### Exercise brief
Copy the items from the beginning through the line containing "432 129 L 415", inclusive, with "dried brown seed capsule" replaced by "withered seed pod" and nothing else altered.
====
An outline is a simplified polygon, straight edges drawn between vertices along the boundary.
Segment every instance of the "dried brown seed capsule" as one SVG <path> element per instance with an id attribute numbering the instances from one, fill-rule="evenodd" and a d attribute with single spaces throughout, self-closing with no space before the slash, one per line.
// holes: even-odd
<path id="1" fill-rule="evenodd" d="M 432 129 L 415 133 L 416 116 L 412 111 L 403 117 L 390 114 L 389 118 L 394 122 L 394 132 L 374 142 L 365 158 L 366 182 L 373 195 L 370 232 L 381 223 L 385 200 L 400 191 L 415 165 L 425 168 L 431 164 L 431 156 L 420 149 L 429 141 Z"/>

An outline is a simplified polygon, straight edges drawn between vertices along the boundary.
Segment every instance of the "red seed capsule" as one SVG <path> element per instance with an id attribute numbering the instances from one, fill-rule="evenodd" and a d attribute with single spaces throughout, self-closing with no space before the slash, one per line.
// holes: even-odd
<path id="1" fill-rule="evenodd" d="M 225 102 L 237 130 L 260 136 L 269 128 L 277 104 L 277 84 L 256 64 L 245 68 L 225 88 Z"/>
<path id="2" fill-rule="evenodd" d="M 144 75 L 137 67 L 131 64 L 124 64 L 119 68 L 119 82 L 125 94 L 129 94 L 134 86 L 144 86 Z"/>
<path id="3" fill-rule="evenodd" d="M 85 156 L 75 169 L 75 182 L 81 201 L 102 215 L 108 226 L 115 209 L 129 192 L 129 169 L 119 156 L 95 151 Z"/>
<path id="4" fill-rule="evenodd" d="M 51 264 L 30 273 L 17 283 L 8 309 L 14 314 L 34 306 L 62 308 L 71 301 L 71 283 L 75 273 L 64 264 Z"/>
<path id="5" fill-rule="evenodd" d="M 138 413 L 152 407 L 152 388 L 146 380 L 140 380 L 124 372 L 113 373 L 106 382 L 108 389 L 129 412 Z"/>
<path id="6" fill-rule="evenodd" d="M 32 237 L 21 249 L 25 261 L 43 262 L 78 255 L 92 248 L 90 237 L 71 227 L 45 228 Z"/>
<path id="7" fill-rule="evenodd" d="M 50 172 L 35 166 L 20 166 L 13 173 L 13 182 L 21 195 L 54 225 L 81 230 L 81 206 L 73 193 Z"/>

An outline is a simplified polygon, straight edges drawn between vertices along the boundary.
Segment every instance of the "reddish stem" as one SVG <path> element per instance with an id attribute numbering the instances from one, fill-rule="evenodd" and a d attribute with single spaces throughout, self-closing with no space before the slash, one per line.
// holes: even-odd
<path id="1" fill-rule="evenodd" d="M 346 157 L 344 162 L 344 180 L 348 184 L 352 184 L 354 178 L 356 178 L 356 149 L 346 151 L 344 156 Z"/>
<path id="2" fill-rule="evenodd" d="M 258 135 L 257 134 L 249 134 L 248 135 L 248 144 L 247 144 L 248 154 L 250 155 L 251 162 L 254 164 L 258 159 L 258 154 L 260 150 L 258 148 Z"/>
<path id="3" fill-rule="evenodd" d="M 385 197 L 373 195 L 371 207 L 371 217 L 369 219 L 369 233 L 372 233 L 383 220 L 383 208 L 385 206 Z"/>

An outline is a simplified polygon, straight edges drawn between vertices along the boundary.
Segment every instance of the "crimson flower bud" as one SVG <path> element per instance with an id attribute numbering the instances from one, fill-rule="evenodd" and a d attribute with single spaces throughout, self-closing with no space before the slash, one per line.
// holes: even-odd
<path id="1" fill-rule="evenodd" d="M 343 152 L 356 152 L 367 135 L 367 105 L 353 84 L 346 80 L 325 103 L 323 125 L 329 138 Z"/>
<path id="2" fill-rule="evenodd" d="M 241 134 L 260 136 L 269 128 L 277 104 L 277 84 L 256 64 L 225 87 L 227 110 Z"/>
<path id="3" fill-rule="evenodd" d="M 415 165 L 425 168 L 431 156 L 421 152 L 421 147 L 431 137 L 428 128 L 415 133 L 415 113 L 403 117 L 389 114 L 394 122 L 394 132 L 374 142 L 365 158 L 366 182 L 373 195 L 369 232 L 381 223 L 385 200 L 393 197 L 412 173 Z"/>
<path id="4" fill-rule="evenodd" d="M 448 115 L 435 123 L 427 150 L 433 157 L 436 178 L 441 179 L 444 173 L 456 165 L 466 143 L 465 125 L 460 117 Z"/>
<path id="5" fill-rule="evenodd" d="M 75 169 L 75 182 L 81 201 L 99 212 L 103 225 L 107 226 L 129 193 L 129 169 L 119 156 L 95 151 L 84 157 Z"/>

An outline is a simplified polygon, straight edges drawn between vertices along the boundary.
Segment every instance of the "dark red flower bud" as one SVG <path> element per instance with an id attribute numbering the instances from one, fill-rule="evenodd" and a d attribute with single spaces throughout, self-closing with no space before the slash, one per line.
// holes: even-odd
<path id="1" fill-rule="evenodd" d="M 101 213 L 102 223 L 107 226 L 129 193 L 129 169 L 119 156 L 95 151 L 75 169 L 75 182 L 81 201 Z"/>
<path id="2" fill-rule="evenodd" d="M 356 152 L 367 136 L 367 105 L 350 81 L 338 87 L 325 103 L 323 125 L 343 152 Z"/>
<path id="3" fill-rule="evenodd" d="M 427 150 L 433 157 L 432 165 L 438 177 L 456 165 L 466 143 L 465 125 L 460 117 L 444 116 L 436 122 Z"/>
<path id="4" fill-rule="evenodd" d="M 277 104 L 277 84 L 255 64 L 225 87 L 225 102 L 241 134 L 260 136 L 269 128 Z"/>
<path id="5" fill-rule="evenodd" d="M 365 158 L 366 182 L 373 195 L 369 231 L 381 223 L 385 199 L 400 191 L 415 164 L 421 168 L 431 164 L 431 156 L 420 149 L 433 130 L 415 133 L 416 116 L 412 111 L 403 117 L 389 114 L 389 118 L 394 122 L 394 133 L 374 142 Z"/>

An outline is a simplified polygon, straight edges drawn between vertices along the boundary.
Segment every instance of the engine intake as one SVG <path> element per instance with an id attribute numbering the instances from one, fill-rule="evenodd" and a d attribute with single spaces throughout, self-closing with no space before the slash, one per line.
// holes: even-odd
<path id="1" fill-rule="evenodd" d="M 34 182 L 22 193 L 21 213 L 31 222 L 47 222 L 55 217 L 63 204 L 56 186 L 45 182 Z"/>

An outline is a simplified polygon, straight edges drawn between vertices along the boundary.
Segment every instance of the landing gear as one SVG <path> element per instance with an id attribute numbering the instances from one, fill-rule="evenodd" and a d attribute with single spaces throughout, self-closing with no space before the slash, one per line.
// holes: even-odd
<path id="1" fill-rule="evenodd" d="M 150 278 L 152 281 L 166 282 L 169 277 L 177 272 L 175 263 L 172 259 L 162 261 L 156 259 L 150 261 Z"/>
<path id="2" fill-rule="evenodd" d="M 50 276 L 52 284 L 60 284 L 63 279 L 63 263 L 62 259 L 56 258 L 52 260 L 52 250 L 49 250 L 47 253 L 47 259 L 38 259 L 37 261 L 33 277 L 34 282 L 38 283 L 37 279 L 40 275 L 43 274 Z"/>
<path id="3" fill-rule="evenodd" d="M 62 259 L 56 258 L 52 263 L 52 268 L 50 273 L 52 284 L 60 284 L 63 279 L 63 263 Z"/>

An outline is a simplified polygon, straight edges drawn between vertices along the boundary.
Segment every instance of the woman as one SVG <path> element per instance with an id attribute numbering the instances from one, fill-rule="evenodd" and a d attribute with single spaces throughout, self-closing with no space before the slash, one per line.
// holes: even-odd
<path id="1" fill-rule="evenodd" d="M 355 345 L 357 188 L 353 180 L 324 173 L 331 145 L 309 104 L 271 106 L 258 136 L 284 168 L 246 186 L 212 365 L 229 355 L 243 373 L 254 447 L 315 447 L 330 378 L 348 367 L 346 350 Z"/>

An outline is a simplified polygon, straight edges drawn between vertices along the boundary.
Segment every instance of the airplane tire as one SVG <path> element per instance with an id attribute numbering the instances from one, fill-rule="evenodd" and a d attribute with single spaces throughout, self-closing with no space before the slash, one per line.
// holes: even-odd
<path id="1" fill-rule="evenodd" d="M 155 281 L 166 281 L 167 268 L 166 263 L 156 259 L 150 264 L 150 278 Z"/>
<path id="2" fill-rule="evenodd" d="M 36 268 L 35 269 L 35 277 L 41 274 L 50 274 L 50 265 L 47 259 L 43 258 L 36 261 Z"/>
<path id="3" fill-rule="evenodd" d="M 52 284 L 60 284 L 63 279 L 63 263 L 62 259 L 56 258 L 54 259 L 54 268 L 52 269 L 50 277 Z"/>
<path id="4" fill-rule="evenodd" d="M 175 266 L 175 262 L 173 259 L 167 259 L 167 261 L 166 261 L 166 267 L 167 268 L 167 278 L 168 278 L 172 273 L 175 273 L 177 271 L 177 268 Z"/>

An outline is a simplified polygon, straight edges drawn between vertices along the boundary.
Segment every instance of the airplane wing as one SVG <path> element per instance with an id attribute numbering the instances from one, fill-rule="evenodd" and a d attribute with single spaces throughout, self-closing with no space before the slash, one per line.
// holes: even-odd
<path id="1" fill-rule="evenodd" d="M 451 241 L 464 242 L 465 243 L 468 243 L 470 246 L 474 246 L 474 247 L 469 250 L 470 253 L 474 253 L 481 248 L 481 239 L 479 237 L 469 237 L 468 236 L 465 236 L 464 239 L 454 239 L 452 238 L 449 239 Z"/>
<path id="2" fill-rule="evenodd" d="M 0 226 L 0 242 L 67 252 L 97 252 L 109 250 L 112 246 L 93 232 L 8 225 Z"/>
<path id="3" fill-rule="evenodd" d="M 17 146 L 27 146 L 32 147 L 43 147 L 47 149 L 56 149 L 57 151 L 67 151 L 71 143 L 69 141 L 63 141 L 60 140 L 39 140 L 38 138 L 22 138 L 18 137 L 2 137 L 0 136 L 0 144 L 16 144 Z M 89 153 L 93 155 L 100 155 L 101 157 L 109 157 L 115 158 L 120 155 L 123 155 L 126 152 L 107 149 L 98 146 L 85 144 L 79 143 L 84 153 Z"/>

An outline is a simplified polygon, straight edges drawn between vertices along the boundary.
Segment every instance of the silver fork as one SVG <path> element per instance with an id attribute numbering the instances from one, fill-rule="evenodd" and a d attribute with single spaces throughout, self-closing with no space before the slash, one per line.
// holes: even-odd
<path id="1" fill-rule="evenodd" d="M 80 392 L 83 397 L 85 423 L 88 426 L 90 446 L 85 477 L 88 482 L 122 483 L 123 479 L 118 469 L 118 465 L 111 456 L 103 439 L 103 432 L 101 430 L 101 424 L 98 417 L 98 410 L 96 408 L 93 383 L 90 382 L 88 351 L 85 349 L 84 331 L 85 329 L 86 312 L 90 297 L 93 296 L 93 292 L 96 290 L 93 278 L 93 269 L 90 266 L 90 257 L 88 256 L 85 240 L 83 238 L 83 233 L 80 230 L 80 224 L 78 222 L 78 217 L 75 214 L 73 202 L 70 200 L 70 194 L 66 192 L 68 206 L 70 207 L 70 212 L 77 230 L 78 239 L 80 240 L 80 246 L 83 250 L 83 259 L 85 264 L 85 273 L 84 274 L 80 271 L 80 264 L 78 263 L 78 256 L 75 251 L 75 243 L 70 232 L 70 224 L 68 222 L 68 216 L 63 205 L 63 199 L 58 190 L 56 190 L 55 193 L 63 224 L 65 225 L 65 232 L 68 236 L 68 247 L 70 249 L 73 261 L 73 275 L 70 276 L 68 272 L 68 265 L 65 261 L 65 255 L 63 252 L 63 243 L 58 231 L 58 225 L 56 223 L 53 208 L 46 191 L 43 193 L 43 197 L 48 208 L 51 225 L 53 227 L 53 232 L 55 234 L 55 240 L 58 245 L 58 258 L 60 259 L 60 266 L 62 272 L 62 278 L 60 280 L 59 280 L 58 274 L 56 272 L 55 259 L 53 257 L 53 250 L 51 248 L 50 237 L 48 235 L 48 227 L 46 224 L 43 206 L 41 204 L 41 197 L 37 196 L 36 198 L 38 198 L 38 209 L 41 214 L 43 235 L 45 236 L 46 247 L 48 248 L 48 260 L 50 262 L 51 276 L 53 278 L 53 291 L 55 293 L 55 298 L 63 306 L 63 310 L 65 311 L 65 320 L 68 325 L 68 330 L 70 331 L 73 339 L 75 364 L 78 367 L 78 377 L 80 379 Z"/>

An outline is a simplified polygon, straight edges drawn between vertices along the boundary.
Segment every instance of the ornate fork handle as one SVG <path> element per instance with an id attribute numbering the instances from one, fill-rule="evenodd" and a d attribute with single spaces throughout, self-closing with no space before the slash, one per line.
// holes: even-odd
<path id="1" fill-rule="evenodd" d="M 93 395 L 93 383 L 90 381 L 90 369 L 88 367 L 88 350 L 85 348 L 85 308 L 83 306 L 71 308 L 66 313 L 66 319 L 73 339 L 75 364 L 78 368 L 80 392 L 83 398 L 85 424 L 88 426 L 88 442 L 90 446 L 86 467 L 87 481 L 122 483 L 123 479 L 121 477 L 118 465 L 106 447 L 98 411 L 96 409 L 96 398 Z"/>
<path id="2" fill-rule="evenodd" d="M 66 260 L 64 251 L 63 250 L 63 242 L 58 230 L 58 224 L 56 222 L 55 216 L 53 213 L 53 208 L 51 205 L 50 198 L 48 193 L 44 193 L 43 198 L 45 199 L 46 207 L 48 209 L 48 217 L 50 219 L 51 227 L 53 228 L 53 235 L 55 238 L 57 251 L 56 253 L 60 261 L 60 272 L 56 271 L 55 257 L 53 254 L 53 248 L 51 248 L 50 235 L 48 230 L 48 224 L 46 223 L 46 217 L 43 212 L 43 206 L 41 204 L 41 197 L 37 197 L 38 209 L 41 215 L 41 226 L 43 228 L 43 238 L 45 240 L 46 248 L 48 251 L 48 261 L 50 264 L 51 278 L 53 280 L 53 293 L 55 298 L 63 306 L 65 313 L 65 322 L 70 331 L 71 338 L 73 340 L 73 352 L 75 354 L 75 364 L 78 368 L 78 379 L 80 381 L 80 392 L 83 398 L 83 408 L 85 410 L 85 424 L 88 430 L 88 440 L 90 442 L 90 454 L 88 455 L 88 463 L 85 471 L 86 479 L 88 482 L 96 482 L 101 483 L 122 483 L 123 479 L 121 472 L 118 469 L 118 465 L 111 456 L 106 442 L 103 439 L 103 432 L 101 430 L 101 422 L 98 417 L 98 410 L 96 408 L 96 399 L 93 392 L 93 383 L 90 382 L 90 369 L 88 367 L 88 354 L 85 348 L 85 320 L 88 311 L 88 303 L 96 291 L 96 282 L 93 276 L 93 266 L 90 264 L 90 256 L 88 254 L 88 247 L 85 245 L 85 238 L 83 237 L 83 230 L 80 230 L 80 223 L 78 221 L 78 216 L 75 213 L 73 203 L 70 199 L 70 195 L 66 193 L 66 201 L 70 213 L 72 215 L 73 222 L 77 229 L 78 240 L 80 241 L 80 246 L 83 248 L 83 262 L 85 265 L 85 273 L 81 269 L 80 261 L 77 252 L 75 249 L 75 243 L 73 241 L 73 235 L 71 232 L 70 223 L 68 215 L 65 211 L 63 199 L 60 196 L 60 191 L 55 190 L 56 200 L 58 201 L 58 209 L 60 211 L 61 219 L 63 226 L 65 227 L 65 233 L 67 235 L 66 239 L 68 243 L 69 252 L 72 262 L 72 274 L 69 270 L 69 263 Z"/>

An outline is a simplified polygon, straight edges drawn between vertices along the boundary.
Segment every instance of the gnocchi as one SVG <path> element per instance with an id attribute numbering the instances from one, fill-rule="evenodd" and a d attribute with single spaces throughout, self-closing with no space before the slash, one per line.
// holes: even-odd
====
### Correct result
An outline is a simplified polygon, straight edges drawn between vertices along the boundary.
Segment every instance of the "withered seed pod" as one SVG <path> element per instance with an id attribute numbering the instances from one, fill-rule="evenodd" and a d attribute with single spaces throughout, self-closing with no space before the slash, one per line.
// holes: even-odd
<path id="1" fill-rule="evenodd" d="M 432 129 L 415 133 L 416 116 L 412 111 L 403 117 L 390 114 L 389 118 L 394 122 L 394 132 L 374 142 L 365 158 L 366 182 L 373 195 L 370 232 L 381 223 L 385 200 L 400 191 L 415 165 L 425 168 L 431 164 L 431 156 L 420 149 L 429 141 Z"/>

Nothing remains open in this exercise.